╔══

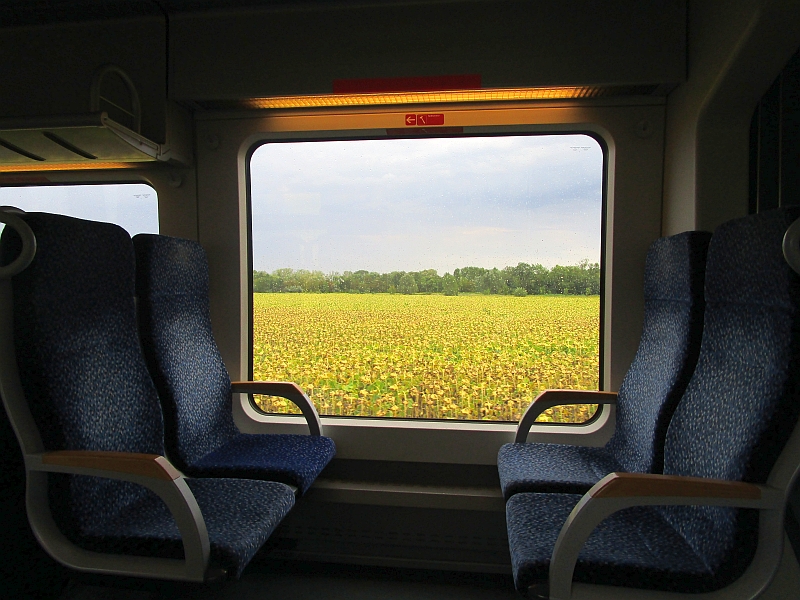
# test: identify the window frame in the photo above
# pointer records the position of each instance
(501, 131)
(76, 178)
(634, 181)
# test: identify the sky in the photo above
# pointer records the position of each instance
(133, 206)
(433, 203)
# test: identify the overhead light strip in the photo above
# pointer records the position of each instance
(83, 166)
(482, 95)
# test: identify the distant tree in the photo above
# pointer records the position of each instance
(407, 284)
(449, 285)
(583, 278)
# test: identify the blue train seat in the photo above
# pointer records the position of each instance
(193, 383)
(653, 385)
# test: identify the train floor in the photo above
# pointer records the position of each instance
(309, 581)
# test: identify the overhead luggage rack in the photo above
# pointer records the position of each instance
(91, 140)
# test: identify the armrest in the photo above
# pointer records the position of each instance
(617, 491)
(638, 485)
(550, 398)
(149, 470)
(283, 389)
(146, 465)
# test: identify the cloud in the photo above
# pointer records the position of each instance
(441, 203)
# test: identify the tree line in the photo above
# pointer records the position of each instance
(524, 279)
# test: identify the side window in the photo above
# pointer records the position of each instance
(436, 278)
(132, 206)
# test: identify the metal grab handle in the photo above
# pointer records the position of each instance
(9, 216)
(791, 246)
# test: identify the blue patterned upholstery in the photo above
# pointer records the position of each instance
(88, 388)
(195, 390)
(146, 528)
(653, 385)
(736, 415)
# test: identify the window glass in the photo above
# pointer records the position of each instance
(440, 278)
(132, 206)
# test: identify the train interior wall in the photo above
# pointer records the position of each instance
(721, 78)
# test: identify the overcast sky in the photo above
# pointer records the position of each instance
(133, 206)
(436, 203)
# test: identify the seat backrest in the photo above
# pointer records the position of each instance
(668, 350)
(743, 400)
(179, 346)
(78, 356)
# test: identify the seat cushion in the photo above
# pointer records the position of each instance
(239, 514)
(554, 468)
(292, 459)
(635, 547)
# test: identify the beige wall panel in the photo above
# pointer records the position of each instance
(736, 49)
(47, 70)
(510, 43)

╚══

**Work order**
Copy out every line of the listing where the word "wall" occurs.

**Response to the task**
# test: identify the train interior wall in the photo above
# test: identify the beige wall panel in the photo above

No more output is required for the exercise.